▶ **Set tasks**
1 > According to the FIBO meeting notes, which act is cited as the reference for the word "Company"?
2 > Continue the FIBO meeting notes from where they stop.

2015-05-12 Meeting notes
Date
Attendees
- Mike Bennett
- Pete Rivett
- Tahoe Blue
- Former user (Deleted)
- Former user (Deleted)
- Former user (Deleted)
- Elisa Kendall
Proceedings20150512 FIBO BE FCT Technical meeting.docx
20150512 FIBO BE FCT Technical meeting
David introduces the challenge of variability of meanings across regulations, versus words. That is, not every use of every word in the literature, can be expected to resolve to one common meaning that can be framed in the logic of an ontology.
Today we will look at examples of this challenge in relation to business entities. Alison Charney and a colleague at a legal firm have been helping David with legal and regulatory definitions of some commonly used words. They may join these calls when time allows.
Example word: Company. This has various definitions, not all of them corresponding to a single semantic concept. Nonetheless David feels that we should have a concept of Company somewhere in FIBO, for one or other of these meanings. Elisa notes that some of this is already dealt with in annotations in FIBO. Reference: Bank Holding Act (US) 1956.
The word "State": Question: does this also include UK home nations, other countries? The Act is specifically a US Act and refers only (explicitly) to US federal states. Whether we interpret this by extension as meaning also federal provinces / states in Brazil / Nigeria etc. and / or countries like France etc., is an open question since the Act does not cover these.

▶ **Raw data**
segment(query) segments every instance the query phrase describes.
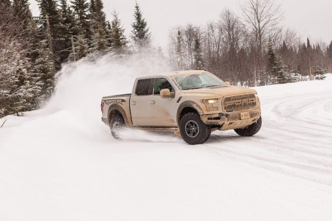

▶ **Answers by task**
1 > The Bank Holding Act (US) of 1956.

2 >
The word “Sole Proprietorship”: this is given as a Company in the US act. other sources also include Sole Proprietorship under "Company". Reg W states that a person cannot be an Affiliate and Company is referenced all over the place, presumably as a thing that explicitly excludes persons. This leaves open the question of whether it includes Sole Proprietorship. David could not find an answer to this in those US regulations. Has passed this question on to other legal experts.
Elisa has spoken to a banker, who says that these things (in the holding Bank) refers only to things which own a Bank, and so the definitions given here do not require to these kinds of entities more generally. For this reason, there will be things called Companies across the world which do not comply with this definition.
FBC has a "Bank Holding Company" concept. FBC also has another similar concept of Special Holding Company more generally this remains to be debugged globally.
Agree that Bank Holding Company is a Relative Thing. However, to David, the word "Company" still represents an important distinction from other concepts we have already defined in FIBO under different names.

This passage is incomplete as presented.